=== Extract ===

You can check out any time you like…
Wow. I don’t fully know why horror is my favourite genre but I suspect it is something to do with trying to recapture that feeling from my childhood. You know the one. When a floorboard creaks in the middle of the night. When those shapes in the dark start to look like a face. That feeling you get when your heart starts trying to punch its way out your chest and your breath sticks in your throat. I watch horror films because I want to feel that again. God knows why…
Unfortunately, as I get older, it becomes more and more difficult to recapture that feeling of pure terror that invaded bed time like the ghost at the feast. Occasionally, a film will come damn close. Hell House LLC succeeds where so many other horror films I watch fail. It genuinely scared me.
Alex Taylor and his group of friends have a business creating haunted houses for the good people of New York City. When they take over the abandoned Abbadon Hotel awaken an ancient evil that threatens to consume them all. The concept of having a horror film set inside a ghost walk is an ingenious and very modern idea. Throw found footage, viral video and the hint of a religious cult into the mix and you have something that perfectly captures the current horror zeitgeist. There are a bunch of films that have tried to capture this kind of mood before with only varying degrees of success. Grave Encounters makes for the most obvious bedfellow and while Hell House LLC is certainly indebted to that masterpiece, it also very possibly surpasses it.
Even more impressive is the fact that this film came from the twisted mind of first time writer/director Stephen Cognetti. He has the assured visual style of somebody far more experienced and he allows the story to be as creepy as possible without always relying on jump scares or gore.
Horror films is similar to music in as much as it may seem that everything out there is cynical and vacuous but if you are willing to dig a little deeper you might just dig up a coffin containing something as special as Hell House LLC. Essential viewing for any horror fans.

=== Available data ===

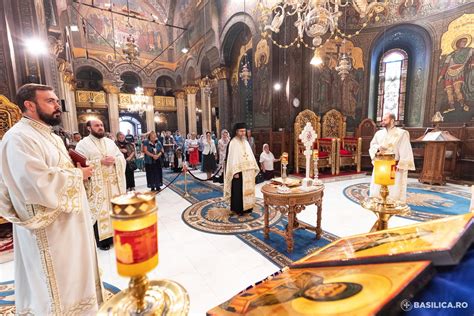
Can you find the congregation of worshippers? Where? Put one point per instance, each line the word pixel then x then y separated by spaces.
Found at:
pixel 208 157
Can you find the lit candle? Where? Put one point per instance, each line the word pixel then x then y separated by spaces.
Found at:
pixel 384 169
pixel 134 219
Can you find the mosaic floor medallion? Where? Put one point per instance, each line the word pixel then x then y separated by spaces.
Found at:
pixel 214 216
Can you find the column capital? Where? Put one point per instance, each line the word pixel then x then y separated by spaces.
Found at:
pixel 221 73
pixel 110 88
pixel 191 89
pixel 149 91
pixel 180 94
pixel 206 82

===

Task 1
Translate this sentence from the review into French: "Hell House LLC succeeds where so many other horror films I watch fail."
Task 2
Return the passage of the review starting at "Horror films is" and ending at "any horror fans.".

Response 1
Hell House LLC réussit là où tant d'autres films d'horreur que je regarde échouent.

Response 2
Horror films is similar to music in as much as it may seem that everything out there is cynical and vacuous but if you are willing to dig a little deeper you might just dig up a coffin containing something as special as Hell House LLC. Essential viewing for any horror fans.